What you will do –
Only the text of the entries below should appear in your exact transcription; leave out every picture.

(Records drawn from a dataset)

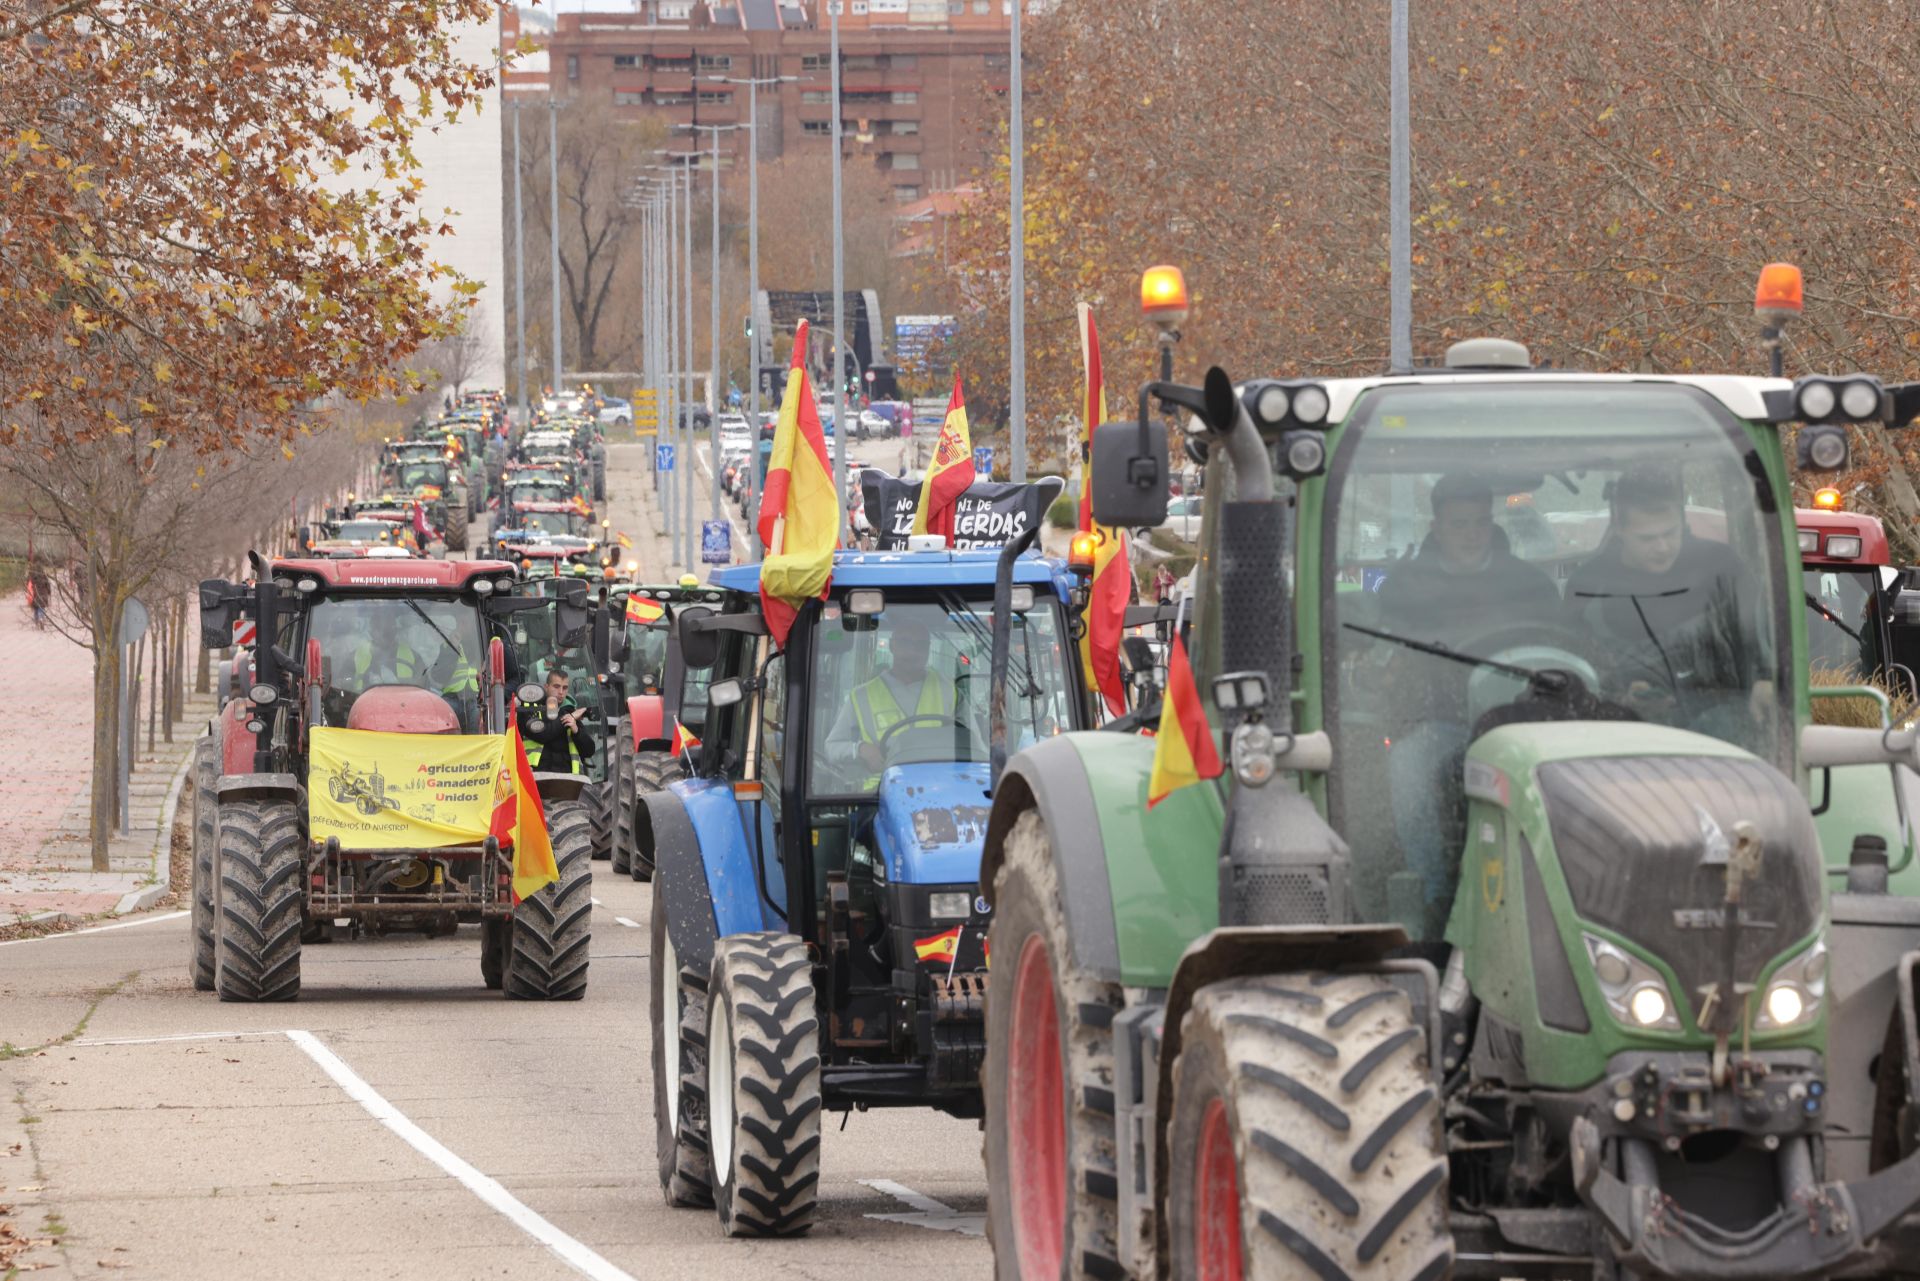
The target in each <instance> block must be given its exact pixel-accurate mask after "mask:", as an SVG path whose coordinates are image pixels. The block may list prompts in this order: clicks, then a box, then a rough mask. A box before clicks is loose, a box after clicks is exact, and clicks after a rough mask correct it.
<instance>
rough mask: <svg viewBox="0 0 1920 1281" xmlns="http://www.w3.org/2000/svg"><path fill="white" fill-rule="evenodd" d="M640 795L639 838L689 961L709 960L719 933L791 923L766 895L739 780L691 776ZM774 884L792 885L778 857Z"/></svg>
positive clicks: (672, 924) (782, 891) (781, 925)
mask: <svg viewBox="0 0 1920 1281" xmlns="http://www.w3.org/2000/svg"><path fill="white" fill-rule="evenodd" d="M639 801H641V807H639V809H637V810H636V816H634V841H636V847H637V851H639V853H641V855H643V857H649V855H651V858H653V883H655V893H660V895H664V903H666V926H668V931H670V933H672V937H674V951H676V953H678V955H680V956H682V962H684V964H697V966H705V964H708V962H710V960H712V945H714V939H718V937H726V935H730V933H749V931H755V930H780V928H785V922H783V918H781V916H778V914H774V912H772V910H770V908H768V905H764V903H762V899H760V887H758V880H756V878H755V870H753V858H755V853H753V839H751V835H749V832H747V828H745V824H743V822H741V812H739V801H735V799H733V784H732V782H728V780H724V778H685V780H680V782H676V784H672V786H670V787H668V789H666V791H653V793H647V795H645V797H641V799H639ZM768 889H770V891H772V893H776V895H783V891H785V885H783V882H780V864H778V862H776V864H774V868H772V874H770V878H768Z"/></svg>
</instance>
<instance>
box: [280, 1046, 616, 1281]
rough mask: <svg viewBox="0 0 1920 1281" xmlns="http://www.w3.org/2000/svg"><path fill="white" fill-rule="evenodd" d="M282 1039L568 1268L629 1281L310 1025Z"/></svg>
mask: <svg viewBox="0 0 1920 1281" xmlns="http://www.w3.org/2000/svg"><path fill="white" fill-rule="evenodd" d="M286 1039H288V1041H292V1043H294V1045H298V1047H300V1049H301V1051H305V1054H307V1058H311V1060H313V1062H317V1064H319V1066H321V1072H324V1074H326V1076H330V1077H332V1079H334V1083H336V1085H338V1087H340V1089H344V1091H346V1093H348V1097H349V1099H351V1100H353V1102H357V1104H359V1106H363V1108H367V1114H369V1116H372V1118H374V1120H376V1122H380V1124H382V1125H386V1127H388V1129H392V1131H394V1135H397V1137H399V1139H401V1143H405V1145H407V1147H411V1148H413V1150H415V1152H419V1154H420V1156H424V1158H426V1160H430V1162H434V1164H436V1166H440V1168H442V1170H445V1172H447V1173H449V1175H453V1179H455V1181H459V1185H461V1187H465V1189H467V1191H468V1193H472V1195H474V1196H478V1198H480V1200H482V1202H486V1204H488V1206H492V1208H493V1210H497V1212H499V1214H501V1216H503V1218H505V1220H507V1221H511V1223H513V1225H515V1227H518V1229H520V1231H524V1233H526V1235H528V1237H532V1239H534V1241H538V1243H540V1245H543V1246H547V1248H549V1250H553V1254H555V1256H559V1258H561V1260H563V1262H564V1264H568V1266H570V1268H572V1269H574V1271H578V1273H582V1275H588V1277H593V1279H595V1281H634V1277H632V1275H630V1273H626V1271H620V1269H618V1268H614V1266H612V1264H611V1262H607V1260H605V1258H601V1256H599V1254H595V1252H593V1250H591V1248H588V1246H586V1245H584V1243H580V1241H578V1239H574V1237H568V1235H566V1233H564V1231H561V1229H559V1227H555V1225H553V1223H549V1221H547V1220H543V1218H541V1216H540V1214H536V1212H534V1210H532V1206H528V1204H526V1202H524V1200H520V1198H518V1196H515V1195H513V1193H509V1191H507V1189H505V1187H501V1185H499V1181H497V1179H492V1177H488V1175H484V1173H480V1172H478V1170H476V1168H474V1166H470V1164H468V1162H467V1160H463V1158H461V1156H457V1154H455V1152H453V1150H451V1148H447V1147H445V1145H444V1143H440V1139H434V1137H432V1135H430V1133H426V1131H424V1129H420V1127H419V1125H415V1124H413V1122H411V1120H407V1116H405V1114H403V1112H401V1110H399V1108H396V1106H394V1104H392V1102H388V1100H386V1097H384V1095H380V1091H376V1089H374V1087H372V1085H369V1083H367V1081H365V1079H363V1077H361V1076H359V1074H357V1072H353V1068H349V1066H348V1064H346V1060H344V1058H340V1056H338V1054H334V1052H332V1051H330V1049H326V1047H324V1045H321V1039H319V1037H315V1035H313V1033H311V1031H303V1029H298V1027H294V1029H288V1033H286Z"/></svg>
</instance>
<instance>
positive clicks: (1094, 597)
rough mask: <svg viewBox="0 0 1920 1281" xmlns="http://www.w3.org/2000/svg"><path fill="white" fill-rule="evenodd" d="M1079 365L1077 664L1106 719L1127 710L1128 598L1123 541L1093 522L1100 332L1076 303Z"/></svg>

Result for this task –
The target in each <instance> block must be given its exact pixel-accurate mask after "mask:", as an SVG path whose coordinates are image pixels. The block may list prompts in this order: clicks, then a box, then a rough mask. A box before clicks is loose, a box after clicks is exact, and clicks after a rough mask correct it.
<instance>
rough mask: <svg viewBox="0 0 1920 1281" xmlns="http://www.w3.org/2000/svg"><path fill="white" fill-rule="evenodd" d="M640 795L639 838L689 961L709 960L719 933L791 923L766 895L739 780L691 776ZM774 884L792 885L778 857Z"/></svg>
positive clicks: (672, 924) (782, 891) (781, 925)
mask: <svg viewBox="0 0 1920 1281" xmlns="http://www.w3.org/2000/svg"><path fill="white" fill-rule="evenodd" d="M639 801H641V807H639V809H637V810H636V816H634V841H636V847H637V851H639V853H641V855H643V857H649V855H651V858H653V883H655V893H660V895H664V903H666V926H668V931H670V933H672V937H674V951H676V953H678V955H680V956H682V962H684V964H697V966H705V964H708V962H710V960H712V945H714V939H718V937H726V935H730V933H749V931H755V930H780V928H785V922H783V918H781V916H778V914H774V912H772V910H770V908H768V905H764V903H762V899H760V887H758V880H756V878H755V870H753V858H755V853H753V839H751V835H749V832H747V828H745V824H743V822H741V812H739V801H735V799H733V784H732V782H728V780H724V778H685V780H680V782H676V784H672V786H670V787H668V789H666V791H653V793H647V795H645V797H641V799H639ZM768 889H770V891H772V893H776V895H783V891H785V885H783V882H780V864H778V862H776V864H774V868H772V874H770V878H768Z"/></svg>
</instance>
<instance>
box: [280, 1046, 616, 1281]
rough mask: <svg viewBox="0 0 1920 1281" xmlns="http://www.w3.org/2000/svg"><path fill="white" fill-rule="evenodd" d="M282 1039L568 1268L629 1281L310 1025Z"/></svg>
mask: <svg viewBox="0 0 1920 1281" xmlns="http://www.w3.org/2000/svg"><path fill="white" fill-rule="evenodd" d="M286 1039H288V1041H292V1043H294V1045H298V1047H300V1049H301V1051H305V1054H307V1058H311V1060H313V1062H317V1064H319V1066H321V1072H324V1074H326V1076H330V1077H332V1079H334V1083H336V1085H338V1087H340V1089H344V1091H346V1093H348V1097H349V1099H351V1100H353V1102H357V1104H359V1106H363V1108H367V1114H369V1116H372V1118H374V1120H376V1122H380V1124H382V1125H386V1127H388V1129H392V1131H394V1135H397V1137H399V1139H401V1143H405V1145H407V1147H411V1148H413V1150H415V1152H419V1154H420V1156H424V1158H426V1160H430V1162H434V1164H436V1166H440V1168H442V1170H445V1172H447V1173H449V1175H453V1179H455V1181H459V1185H461V1187H465V1189H467V1191H468V1193H472V1195H474V1196H478V1198H480V1200H482V1202H486V1204H488V1206H492V1208H493V1210H497V1212H499V1214H501V1216H503V1218H505V1220H507V1221H511V1223H513V1225H515V1227H518V1229H520V1231H524V1233H526V1235H528V1237H532V1239H534V1241H538V1243H540V1245H543V1246H547V1248H549V1250H553V1254H555V1256H559V1258H561V1260H563V1262H564V1264H568V1266H570V1268H572V1269H574V1271H578V1273H582V1275H588V1277H593V1279H595V1281H634V1277H632V1275H630V1273H626V1271H620V1269H618V1268H614V1266H612V1264H611V1262H607V1260H605V1258H601V1256H599V1254H595V1252H593V1250H591V1248H588V1246H586V1245H584V1243H580V1241H578V1239H574V1237H568V1235H566V1233H564V1231H561V1229H559V1227H555V1225H553V1223H549V1221H547V1220H543V1218H541V1216H540V1214H536V1212H534V1210H532V1206H528V1204H526V1202H524V1200H520V1198H518V1196H515V1195H513V1193H509V1191H507V1189H505V1187H501V1185H499V1181H497V1179H492V1177H488V1175H484V1173H480V1172H478V1170H476V1168H474V1166H470V1164H468V1162H467V1160H463V1158H461V1156H457V1154H455V1152H453V1150H451V1148H447V1147H445V1145H444V1143H440V1139H434V1137H432V1135H430V1133H426V1131H424V1129H420V1127H419V1125H415V1124H413V1122H411V1120H407V1116H405V1114H403V1112H401V1110H399V1108H396V1106H394V1104H392V1102H388V1100H386V1097H384V1095H380V1091H376V1089H374V1087H372V1085H369V1083H367V1081H365V1079H363V1077H361V1076H359V1074H357V1072H353V1068H349V1066H348V1064H346V1060H344V1058H340V1056H338V1054H334V1052H332V1051H330V1049H326V1047H324V1045H321V1039H319V1037H315V1035H313V1033H311V1031H303V1029H298V1027H294V1029H288V1033H286Z"/></svg>
</instance>
<instance>
positive clicks: (1094, 597)
rough mask: <svg viewBox="0 0 1920 1281" xmlns="http://www.w3.org/2000/svg"><path fill="white" fill-rule="evenodd" d="M1079 365L1077 664L1106 719L1127 710L1128 598L1123 541L1093 522L1100 332L1076 303Z"/></svg>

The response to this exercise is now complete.